Would you quote the material below in full and unchanged?

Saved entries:
# # # # # # #
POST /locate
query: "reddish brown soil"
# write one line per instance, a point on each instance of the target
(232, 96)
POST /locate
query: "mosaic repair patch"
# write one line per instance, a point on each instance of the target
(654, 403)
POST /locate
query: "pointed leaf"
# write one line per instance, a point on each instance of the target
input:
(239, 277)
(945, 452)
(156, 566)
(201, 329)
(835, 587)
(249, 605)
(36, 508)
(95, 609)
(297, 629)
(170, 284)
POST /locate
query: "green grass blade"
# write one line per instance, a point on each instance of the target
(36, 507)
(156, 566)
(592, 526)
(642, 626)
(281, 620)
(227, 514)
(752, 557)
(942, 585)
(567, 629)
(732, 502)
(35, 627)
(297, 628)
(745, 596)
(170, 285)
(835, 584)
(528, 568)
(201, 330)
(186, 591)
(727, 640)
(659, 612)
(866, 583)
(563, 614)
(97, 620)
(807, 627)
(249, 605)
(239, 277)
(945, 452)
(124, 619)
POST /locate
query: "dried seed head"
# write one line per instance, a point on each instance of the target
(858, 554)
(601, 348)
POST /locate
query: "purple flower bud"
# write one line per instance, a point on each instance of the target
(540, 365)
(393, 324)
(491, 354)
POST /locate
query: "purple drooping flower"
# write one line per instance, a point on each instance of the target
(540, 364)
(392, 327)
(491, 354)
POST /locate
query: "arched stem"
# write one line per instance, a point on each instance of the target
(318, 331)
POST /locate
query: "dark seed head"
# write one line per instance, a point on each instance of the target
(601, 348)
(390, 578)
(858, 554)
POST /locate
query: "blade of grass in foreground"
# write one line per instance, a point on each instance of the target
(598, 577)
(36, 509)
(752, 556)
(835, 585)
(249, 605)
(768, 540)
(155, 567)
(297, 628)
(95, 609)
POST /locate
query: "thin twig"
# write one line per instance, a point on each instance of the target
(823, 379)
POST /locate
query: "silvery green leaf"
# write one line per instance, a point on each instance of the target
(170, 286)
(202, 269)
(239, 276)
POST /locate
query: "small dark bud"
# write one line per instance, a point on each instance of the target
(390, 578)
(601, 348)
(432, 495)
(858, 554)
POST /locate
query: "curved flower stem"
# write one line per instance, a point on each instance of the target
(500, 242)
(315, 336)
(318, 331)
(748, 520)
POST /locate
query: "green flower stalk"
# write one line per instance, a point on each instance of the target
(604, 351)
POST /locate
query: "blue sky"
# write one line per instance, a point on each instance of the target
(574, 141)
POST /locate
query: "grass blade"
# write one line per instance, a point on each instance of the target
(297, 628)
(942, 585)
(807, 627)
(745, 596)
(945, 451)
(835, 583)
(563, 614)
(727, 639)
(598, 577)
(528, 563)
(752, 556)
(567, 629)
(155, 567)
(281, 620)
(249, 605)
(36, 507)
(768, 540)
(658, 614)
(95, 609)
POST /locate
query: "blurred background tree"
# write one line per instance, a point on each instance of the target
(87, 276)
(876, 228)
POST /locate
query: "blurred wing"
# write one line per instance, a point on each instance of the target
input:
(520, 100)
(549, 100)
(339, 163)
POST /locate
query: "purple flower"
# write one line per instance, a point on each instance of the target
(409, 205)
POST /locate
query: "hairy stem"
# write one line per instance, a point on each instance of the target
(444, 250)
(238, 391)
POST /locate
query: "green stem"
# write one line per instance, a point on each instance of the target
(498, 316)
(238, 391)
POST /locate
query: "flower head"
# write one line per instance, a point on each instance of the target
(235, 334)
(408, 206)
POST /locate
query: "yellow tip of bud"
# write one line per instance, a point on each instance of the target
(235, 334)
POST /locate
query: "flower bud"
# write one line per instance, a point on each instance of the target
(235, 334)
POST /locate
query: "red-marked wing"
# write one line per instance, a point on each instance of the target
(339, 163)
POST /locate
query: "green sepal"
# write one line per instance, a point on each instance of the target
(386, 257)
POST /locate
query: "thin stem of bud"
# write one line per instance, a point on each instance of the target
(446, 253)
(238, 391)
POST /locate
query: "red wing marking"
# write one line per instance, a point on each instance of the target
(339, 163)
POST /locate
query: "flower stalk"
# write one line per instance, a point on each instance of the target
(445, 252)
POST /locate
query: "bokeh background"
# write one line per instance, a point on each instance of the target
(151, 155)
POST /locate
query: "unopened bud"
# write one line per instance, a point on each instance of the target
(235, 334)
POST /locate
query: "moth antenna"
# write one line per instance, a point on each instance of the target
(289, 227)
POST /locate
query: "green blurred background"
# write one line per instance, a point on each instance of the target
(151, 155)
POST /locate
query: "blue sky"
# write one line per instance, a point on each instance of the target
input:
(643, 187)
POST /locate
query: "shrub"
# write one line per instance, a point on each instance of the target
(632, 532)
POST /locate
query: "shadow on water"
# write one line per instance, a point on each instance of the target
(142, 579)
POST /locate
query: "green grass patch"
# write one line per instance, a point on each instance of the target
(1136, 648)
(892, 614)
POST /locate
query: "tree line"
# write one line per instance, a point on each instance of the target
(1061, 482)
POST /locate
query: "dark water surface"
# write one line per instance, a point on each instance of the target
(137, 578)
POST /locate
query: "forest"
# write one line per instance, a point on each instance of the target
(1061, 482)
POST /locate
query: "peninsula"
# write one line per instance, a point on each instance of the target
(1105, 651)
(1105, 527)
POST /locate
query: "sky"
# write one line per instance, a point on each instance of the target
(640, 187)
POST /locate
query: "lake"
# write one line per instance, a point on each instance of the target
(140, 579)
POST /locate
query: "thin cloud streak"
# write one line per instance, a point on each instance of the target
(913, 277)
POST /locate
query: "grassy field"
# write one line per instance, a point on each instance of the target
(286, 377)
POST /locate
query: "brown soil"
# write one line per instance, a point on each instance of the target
# # # # # # #
> _EXERCISE SOLUTION_
POST /locate
query: "reddish brown soil"
# write one line per instance, a point on each instance of the target
(232, 96)
POST /locate
query: "mosaic repair patch"
# write one line per instance, a point on each instance of the target
(654, 403)
POST /locate
query: "pointed leaf"
# write one line per instance, a point on each instance of the target
input:
(239, 277)
(945, 452)
(156, 566)
(201, 329)
(835, 587)
(249, 605)
(36, 508)
(95, 609)
(297, 629)
(170, 284)
POST /locate
query: "green grass blade"
# write one line per instance, a point on each instance of the target
(36, 507)
(156, 566)
(592, 526)
(642, 626)
(281, 620)
(227, 514)
(752, 557)
(942, 585)
(567, 629)
(732, 502)
(35, 627)
(297, 628)
(745, 596)
(170, 285)
(835, 584)
(528, 568)
(201, 330)
(186, 591)
(727, 640)
(659, 612)
(866, 583)
(563, 614)
(97, 620)
(807, 627)
(249, 605)
(239, 277)
(945, 452)
(124, 619)
POST /locate
query: "dried seed head"
# write one line per instance, a point on each instance of the target
(858, 554)
(601, 348)
POST /locate
query: "purple flower bud"
# write one line per instance, a point on each instance of the target
(540, 365)
(393, 324)
(491, 354)
POST /locate
query: "purple drooping flower"
# write one line per instance, a point on each instance of the target
(540, 364)
(392, 327)
(491, 354)
POST /locate
query: "arched stem"
# write one line per instance, a point on each instance of the target
(318, 331)
POST /locate
query: "dark seed head"
# write one line per instance, a point on each instance of the target
(601, 348)
(390, 578)
(858, 554)
POST /locate
query: "blade of grass in foreground"
# write one line per instance, a point on each instance of the target
(598, 577)
(36, 509)
(752, 556)
(835, 585)
(249, 605)
(768, 540)
(155, 567)
(297, 628)
(95, 609)
POST /locate
query: "thin twig"
# write one line per instance, a point on each instance of the target
(823, 379)
POST /locate
query: "silvery green leaf"
# write one line per instance, a point on each instance of the target
(170, 286)
(202, 269)
(239, 276)
POST /locate
query: "small dark bud"
# write one line per instance, a point on each instance of the target
(390, 578)
(601, 348)
(432, 495)
(858, 554)
POST /locate
query: "curved flower stem"
# write one line per instance, a point on each instance of the target
(500, 242)
(315, 336)
(318, 331)
(748, 520)
POST /locate
query: "green flower stalk"
# write one line per instance, a point on each instance of the target
(604, 351)
POST /locate
query: "blue sky"
# write one line per instance, a point on each instance of the target
(574, 141)
POST /locate
query: "grass blade"
# write one line per instance, a point on each instance of the target
(297, 628)
(942, 585)
(807, 627)
(745, 596)
(945, 451)
(835, 583)
(563, 614)
(727, 639)
(598, 577)
(528, 563)
(752, 556)
(567, 629)
(155, 567)
(281, 620)
(249, 605)
(36, 507)
(768, 540)
(658, 614)
(95, 609)
POST /locate
query: "blurred background tree"
# write one line per instance, a point on each instance of the target
(87, 276)
(876, 228)
POST /locate
query: "blurred wing"
# write one line per instance, a point on each instance of the target
input:
(520, 100)
(549, 100)
(339, 163)
POST /locate
query: "purple flower"
# write one line per instance, a point on each instance of the target
(409, 205)
POST /locate
query: "hairy stem"
# write one line per instance, a point on each instance of the target
(444, 250)
(238, 391)
POST /locate
query: "green stem"
# write one line per instance, a point on each instance of the target
(498, 316)
(238, 391)
POST /locate
query: "flower head"
# write one line per instance, a point on each instance of the target
(235, 334)
(408, 206)
POST /locate
query: "yellow tip of bud"
# write one line per instance, a point on each instance of the target
(235, 334)
POST /locate
query: "flower bud"
# write one line per instance, a point on each instance of the target
(235, 334)
POST /locate
query: "red-marked wing"
# write one line per instance, a point on each instance of the target
(339, 163)
POST /locate
query: "green sepal"
# write one line per instance, a point on each instance of the target
(386, 257)
POST /locate
query: "thin stem of bud"
# write one line per instance, a point on each instance of the target
(446, 253)
(238, 391)
POST /locate
query: "red wing marking"
# write one line per instance, a point on each instance of the target
(339, 163)
POST /locate
query: "flower stalk"
# write one line per instance, a point on each instance of the target
(445, 252)
POST /locate
query: "bokeh background"
# write one line per instance, a point on each instance of the target
(151, 155)
POST /locate
query: "unopened bud"
# write one line per instance, a point on each instance of the target
(235, 334)
POST /locate
query: "moth antenna"
# write one line per instance, a point on each instance of the target
(289, 227)
POST /locate
query: "green blurred background"
# write one line per instance, a point on each instance of the target
(151, 155)
POST /locate
query: "blue sky"
# write one line per instance, a point on each instance of the target
input:
(643, 187)
POST /locate
query: "shrub"
# write one line per instance, a point on each instance of the target
(632, 532)
POST /locate
query: "shadow on water"
# write one line per instance, a point on each instance of the target
(142, 579)
POST /locate
query: "green grass patch"
# write one line per instance, a point on each instance of the target
(1136, 648)
(892, 614)
POST /locate
query: "tree line"
# write one line per instance, a point on each instance of the target
(1061, 482)
POST /locate
query: "dark water surface"
# write one line per instance, a point on each instance of the target
(137, 578)
POST /locate
query: "forest"
# write one line per instance, a point on each instance of the target
(1061, 482)
POST /locate
query: "peninsula"
# write one line per instance, a point on each instance of the target
(1105, 651)
(1105, 527)
POST /locate
query: "sky"
# write one line per instance, a point on each instance of the target
(640, 187)
POST /locate
query: "lake"
# write one line per instance, a point on each instance of the target
(140, 579)
POST /locate
query: "thin cloud streak"
# write one line per instance, a point on each instance of the target
(913, 277)
POST /locate
query: "grassy field"
# write one line per instance, a point on each instance of the target
(286, 377)
POST /locate
query: "brown soil"
# write one line per instance, a point on each instance of the target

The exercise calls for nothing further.